(GIVEN DATA)
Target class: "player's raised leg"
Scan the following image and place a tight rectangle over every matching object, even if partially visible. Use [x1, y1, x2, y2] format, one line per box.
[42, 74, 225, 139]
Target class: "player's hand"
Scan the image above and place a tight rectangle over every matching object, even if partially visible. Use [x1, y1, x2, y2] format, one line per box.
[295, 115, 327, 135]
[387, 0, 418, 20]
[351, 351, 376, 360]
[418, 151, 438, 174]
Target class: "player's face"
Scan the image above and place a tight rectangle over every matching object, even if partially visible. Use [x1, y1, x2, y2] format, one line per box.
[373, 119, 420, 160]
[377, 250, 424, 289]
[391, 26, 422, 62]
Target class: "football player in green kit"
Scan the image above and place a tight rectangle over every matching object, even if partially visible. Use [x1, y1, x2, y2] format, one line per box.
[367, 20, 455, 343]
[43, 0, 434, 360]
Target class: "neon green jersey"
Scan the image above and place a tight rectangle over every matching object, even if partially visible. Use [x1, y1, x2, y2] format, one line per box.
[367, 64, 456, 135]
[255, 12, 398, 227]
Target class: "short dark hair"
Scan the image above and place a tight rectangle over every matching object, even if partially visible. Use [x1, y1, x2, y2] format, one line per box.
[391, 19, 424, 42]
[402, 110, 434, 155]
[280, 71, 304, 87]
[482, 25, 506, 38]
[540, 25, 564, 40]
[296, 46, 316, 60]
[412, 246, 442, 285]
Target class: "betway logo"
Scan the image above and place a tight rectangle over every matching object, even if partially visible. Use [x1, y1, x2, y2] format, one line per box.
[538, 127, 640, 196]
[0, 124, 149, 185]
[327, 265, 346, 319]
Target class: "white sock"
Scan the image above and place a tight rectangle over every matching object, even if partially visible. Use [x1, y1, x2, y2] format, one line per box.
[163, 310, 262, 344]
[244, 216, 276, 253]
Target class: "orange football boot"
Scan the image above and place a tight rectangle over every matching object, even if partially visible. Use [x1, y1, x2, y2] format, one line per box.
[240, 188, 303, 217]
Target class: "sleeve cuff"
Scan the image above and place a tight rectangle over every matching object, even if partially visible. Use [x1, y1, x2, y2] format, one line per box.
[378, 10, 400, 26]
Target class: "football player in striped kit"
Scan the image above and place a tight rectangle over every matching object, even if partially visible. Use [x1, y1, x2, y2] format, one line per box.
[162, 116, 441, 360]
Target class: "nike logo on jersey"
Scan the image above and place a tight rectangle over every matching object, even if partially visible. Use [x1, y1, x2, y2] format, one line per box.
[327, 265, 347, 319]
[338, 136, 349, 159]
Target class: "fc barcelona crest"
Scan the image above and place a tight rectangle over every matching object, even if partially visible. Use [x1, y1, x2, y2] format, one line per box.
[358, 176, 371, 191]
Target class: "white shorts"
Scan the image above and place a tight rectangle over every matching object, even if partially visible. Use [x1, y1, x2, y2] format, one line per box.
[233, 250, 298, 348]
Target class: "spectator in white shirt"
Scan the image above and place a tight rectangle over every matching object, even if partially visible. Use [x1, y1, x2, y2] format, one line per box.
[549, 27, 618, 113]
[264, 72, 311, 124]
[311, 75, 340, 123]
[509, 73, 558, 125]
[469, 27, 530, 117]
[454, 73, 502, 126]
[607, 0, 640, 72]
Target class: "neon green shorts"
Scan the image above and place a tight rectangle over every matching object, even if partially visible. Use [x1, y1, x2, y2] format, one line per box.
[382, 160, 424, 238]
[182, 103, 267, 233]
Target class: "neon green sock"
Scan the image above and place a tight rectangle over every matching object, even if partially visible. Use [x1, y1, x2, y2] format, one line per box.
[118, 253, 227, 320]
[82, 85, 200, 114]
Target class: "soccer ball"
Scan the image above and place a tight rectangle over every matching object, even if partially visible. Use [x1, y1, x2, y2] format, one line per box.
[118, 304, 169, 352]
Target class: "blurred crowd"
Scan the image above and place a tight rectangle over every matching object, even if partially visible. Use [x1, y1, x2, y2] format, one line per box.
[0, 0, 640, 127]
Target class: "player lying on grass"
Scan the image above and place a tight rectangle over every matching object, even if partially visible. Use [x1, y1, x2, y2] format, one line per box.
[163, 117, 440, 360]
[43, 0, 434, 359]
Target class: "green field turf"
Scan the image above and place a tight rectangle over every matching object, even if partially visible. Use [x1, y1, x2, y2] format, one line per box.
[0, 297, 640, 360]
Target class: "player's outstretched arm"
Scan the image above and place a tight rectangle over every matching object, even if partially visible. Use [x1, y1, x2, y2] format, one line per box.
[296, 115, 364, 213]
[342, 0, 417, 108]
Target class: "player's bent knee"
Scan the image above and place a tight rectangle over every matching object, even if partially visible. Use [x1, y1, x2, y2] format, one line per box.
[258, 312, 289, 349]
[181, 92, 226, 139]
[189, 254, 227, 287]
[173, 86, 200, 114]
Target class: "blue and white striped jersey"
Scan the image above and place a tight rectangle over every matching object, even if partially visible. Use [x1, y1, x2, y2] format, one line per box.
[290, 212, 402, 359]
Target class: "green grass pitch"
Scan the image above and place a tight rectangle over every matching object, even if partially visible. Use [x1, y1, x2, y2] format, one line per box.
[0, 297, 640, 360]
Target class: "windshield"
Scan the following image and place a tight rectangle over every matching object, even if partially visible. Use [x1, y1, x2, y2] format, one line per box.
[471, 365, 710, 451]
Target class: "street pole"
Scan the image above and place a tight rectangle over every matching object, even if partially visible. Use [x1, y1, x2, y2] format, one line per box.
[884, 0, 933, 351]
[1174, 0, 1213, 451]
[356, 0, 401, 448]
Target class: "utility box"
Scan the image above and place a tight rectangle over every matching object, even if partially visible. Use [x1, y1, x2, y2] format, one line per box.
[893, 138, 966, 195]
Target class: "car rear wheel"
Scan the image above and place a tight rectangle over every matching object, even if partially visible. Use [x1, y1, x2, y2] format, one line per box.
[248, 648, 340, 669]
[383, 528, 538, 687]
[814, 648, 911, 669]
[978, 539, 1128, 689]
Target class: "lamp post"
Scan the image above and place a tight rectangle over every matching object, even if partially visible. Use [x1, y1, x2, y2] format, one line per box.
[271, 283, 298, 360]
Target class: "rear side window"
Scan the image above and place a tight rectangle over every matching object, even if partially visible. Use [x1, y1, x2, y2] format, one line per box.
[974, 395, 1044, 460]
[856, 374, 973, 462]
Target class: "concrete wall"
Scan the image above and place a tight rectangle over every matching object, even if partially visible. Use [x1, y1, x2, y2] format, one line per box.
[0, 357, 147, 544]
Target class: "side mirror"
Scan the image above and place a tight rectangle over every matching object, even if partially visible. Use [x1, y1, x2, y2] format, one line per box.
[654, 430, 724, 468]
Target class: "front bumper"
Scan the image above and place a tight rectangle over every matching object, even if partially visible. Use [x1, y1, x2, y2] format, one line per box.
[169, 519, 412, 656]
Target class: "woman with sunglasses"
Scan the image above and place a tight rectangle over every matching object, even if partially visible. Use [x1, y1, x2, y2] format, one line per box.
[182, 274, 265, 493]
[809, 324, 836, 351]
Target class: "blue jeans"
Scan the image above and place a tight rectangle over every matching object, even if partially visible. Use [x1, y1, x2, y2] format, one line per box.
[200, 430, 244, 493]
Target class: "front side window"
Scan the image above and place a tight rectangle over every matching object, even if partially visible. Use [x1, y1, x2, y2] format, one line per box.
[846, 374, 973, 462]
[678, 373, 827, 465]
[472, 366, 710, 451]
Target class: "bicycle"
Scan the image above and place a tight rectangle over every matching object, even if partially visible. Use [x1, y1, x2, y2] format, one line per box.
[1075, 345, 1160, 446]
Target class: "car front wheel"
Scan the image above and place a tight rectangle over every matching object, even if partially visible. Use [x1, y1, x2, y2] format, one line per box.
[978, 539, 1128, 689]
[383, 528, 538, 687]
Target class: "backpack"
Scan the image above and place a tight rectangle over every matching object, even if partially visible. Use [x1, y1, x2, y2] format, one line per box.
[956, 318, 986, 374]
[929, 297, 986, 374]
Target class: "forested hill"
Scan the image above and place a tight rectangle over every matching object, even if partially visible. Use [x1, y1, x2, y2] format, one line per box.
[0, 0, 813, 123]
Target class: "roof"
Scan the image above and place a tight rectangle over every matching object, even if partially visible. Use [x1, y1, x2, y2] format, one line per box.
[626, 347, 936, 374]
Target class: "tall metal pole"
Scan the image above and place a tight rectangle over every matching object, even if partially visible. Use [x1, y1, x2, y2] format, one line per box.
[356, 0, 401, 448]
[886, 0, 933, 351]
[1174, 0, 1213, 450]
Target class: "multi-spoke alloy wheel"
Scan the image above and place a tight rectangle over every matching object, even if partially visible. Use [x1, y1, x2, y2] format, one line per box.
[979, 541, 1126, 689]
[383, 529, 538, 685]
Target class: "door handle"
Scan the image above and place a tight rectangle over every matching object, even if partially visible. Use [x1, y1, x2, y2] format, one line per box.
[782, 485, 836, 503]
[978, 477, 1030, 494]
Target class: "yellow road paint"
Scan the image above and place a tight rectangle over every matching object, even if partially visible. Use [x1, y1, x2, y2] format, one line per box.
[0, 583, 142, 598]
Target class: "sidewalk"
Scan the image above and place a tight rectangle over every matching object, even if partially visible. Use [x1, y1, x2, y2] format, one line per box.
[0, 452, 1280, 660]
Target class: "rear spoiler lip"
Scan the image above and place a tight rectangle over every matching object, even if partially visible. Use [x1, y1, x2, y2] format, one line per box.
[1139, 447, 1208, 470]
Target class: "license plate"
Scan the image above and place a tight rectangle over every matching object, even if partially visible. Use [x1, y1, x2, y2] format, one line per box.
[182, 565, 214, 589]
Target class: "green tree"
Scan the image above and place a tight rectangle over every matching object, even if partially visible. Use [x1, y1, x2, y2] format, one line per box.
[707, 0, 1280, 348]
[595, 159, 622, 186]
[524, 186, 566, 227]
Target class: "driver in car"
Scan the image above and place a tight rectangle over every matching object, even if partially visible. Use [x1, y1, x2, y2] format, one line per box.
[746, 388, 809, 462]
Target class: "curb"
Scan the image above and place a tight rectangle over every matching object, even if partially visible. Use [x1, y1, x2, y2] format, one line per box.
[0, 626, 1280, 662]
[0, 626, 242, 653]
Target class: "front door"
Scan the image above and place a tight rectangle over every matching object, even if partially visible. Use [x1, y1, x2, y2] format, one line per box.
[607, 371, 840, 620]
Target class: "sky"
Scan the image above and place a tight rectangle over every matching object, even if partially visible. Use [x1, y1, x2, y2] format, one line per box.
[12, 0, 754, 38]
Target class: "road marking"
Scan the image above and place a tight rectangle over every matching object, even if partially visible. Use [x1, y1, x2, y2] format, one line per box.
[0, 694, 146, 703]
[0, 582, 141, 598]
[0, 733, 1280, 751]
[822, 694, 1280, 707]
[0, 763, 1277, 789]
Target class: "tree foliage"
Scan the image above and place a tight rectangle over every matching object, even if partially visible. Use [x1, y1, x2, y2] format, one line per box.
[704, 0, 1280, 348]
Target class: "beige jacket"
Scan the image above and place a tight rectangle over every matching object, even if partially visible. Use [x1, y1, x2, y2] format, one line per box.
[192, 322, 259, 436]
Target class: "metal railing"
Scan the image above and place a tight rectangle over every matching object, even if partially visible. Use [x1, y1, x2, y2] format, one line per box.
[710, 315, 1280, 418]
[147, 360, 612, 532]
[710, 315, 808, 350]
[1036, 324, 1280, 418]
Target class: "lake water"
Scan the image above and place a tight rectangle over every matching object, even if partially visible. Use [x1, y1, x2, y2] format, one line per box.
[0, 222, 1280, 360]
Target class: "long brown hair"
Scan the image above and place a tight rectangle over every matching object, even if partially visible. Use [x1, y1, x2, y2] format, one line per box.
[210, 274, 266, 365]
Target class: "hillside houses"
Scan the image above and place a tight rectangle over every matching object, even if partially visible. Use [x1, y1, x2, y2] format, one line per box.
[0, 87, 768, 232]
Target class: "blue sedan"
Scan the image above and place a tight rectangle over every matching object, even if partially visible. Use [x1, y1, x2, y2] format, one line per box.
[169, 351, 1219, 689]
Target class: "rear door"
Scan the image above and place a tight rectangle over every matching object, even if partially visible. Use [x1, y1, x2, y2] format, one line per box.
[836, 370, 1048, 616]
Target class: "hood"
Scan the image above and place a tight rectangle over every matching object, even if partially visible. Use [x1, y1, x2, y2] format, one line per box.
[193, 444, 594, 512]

(EXERCISE BRIEF) Identify every line in the items above that contains the word "shorts" and copy those lines out. Matching is case-sensitive.

(SOLUTION TO THIS EXERCISE)
Target class: "white shorts"
Target class: "neon green shorts"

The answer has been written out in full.